* **What is needed**: Keep only the lines from the top of the listing through the one with "165L11 138L3 343L247", and reproduce them unaltered.
------------------------
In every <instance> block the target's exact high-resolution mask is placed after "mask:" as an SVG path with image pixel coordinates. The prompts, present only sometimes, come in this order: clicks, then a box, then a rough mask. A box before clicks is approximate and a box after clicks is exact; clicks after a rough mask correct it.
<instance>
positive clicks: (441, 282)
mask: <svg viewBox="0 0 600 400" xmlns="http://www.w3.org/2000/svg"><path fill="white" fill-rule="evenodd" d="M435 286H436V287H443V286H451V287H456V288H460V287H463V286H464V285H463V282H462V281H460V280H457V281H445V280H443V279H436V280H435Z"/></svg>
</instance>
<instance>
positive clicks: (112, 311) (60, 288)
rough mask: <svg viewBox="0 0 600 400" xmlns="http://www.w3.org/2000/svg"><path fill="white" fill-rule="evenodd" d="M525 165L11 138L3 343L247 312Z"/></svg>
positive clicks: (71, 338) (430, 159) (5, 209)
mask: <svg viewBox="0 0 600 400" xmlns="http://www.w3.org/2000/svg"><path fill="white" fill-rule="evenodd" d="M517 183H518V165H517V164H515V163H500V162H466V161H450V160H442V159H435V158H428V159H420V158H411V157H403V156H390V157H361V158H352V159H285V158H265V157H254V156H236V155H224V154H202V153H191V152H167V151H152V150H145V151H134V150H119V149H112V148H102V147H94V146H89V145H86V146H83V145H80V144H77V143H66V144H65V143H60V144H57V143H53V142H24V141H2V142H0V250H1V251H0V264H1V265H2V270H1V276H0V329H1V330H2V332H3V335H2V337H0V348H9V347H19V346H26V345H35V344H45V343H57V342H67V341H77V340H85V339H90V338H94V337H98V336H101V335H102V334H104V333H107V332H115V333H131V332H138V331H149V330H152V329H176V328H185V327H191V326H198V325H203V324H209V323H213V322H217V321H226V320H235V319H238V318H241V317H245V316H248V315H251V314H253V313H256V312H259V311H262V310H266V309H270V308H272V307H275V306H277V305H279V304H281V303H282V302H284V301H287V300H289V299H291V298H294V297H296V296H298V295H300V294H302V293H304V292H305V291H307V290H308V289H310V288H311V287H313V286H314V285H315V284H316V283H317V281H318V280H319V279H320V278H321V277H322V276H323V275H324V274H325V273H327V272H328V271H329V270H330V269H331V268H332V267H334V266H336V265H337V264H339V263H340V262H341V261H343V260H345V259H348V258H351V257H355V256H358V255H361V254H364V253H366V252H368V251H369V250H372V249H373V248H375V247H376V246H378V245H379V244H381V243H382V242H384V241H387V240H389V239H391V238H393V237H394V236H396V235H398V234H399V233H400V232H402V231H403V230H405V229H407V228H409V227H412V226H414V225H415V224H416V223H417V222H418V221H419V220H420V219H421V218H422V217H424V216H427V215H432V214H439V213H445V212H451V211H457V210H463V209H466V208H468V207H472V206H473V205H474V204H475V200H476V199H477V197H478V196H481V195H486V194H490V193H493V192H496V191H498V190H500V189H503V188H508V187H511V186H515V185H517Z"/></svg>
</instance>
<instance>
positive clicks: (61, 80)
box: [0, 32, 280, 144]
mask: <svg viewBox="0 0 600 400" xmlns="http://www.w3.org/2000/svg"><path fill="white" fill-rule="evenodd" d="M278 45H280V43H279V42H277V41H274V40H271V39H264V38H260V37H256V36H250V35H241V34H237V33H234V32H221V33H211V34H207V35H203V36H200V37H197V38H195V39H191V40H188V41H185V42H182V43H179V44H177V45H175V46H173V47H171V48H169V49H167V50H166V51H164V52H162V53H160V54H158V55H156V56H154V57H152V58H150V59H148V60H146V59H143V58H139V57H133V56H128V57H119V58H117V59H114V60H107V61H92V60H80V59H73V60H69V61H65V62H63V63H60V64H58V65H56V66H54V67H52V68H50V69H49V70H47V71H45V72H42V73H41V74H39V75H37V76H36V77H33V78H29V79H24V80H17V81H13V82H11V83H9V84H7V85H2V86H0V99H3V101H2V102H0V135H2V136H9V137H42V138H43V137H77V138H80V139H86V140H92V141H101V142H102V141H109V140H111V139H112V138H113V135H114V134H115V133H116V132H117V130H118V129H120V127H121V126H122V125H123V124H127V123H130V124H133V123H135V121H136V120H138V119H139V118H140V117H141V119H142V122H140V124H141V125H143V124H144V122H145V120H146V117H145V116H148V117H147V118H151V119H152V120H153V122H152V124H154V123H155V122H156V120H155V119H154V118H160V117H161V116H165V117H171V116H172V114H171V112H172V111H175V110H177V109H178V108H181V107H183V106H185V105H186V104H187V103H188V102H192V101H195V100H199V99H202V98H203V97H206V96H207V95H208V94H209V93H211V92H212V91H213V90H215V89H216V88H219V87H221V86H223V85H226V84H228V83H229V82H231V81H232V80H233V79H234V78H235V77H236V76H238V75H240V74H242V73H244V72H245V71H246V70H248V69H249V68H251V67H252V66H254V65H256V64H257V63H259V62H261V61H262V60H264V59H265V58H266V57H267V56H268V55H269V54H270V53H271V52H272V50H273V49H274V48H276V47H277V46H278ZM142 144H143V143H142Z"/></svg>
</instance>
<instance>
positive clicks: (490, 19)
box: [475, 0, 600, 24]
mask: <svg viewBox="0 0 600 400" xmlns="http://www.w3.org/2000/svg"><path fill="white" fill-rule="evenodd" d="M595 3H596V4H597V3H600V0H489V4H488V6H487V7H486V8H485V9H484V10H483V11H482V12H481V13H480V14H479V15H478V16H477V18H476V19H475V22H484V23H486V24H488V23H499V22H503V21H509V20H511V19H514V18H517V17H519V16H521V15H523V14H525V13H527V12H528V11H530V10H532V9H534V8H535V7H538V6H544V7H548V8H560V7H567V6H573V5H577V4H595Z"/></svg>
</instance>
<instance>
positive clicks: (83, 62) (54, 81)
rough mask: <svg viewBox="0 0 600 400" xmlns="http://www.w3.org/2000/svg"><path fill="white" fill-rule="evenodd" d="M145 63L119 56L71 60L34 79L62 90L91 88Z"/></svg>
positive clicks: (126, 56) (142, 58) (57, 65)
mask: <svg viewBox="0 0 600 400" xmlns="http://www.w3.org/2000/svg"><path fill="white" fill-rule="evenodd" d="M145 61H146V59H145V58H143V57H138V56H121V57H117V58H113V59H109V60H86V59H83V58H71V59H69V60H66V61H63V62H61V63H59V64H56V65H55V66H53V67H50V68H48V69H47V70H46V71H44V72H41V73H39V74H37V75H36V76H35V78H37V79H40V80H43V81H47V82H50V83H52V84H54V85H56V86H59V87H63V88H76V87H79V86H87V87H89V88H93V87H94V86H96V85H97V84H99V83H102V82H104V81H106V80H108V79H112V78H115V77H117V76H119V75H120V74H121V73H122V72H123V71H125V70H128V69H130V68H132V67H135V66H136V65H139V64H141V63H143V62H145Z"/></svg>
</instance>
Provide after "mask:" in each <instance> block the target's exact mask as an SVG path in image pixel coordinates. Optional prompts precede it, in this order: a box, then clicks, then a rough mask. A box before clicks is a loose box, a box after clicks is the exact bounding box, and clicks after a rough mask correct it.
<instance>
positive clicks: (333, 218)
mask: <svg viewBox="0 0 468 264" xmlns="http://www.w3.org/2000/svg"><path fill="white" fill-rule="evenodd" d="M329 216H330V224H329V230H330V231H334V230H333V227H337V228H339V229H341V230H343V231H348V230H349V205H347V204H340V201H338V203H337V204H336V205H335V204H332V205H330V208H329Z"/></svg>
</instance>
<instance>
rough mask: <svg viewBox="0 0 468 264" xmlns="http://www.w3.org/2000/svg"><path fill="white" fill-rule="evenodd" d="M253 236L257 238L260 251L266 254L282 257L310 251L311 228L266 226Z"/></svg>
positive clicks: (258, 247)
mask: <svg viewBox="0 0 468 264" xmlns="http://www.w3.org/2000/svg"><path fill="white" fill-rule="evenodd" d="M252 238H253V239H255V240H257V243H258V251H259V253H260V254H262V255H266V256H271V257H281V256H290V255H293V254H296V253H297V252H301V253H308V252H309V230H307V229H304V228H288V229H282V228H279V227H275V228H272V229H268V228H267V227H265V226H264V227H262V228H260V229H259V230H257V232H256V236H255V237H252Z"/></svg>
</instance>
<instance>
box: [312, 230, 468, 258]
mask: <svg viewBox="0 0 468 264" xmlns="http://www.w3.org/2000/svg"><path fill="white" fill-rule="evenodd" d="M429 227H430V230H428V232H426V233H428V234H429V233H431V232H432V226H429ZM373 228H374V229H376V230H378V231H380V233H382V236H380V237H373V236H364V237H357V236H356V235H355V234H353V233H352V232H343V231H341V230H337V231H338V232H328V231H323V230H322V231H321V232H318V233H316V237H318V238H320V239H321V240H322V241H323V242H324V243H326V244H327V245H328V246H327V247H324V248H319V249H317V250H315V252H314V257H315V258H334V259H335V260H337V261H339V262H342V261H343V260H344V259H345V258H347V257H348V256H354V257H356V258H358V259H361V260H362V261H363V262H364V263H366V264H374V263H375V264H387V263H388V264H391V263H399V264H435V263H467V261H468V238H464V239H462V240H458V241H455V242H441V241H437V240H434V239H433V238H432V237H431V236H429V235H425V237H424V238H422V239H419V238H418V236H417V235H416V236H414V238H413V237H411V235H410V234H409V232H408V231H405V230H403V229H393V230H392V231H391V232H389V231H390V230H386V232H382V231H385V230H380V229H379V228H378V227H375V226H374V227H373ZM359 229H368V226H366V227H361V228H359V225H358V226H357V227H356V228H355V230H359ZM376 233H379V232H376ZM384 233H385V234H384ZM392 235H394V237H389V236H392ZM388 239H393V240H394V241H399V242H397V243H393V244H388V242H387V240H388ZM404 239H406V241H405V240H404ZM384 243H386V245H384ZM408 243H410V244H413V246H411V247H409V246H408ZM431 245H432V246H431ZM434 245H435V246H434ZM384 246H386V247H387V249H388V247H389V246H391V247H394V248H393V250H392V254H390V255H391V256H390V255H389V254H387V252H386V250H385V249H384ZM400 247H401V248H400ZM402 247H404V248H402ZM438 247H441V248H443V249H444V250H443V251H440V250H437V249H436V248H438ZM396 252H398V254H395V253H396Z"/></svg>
------------------------
* **Output for this task**:
In every <instance> block the target's exact high-resolution mask is placed after "mask:" as an SVG path with image pixel coordinates. The prompts, present only sometimes, come in this order: clicks, then a box, then a rough mask. A box before clicks is approximate and a box after clicks is exact; clicks after a rough mask correct it.
<instance>
positive clicks: (441, 282)
mask: <svg viewBox="0 0 600 400" xmlns="http://www.w3.org/2000/svg"><path fill="white" fill-rule="evenodd" d="M435 286H436V287H443V286H451V287H456V288H460V287H463V286H464V285H463V282H462V281H460V280H457V281H445V280H443V279H436V280H435Z"/></svg>
</instance>
<instance>
positive clicks: (112, 311) (60, 288)
rough mask: <svg viewBox="0 0 600 400" xmlns="http://www.w3.org/2000/svg"><path fill="white" fill-rule="evenodd" d="M525 165L11 138L3 343L247 312Z"/></svg>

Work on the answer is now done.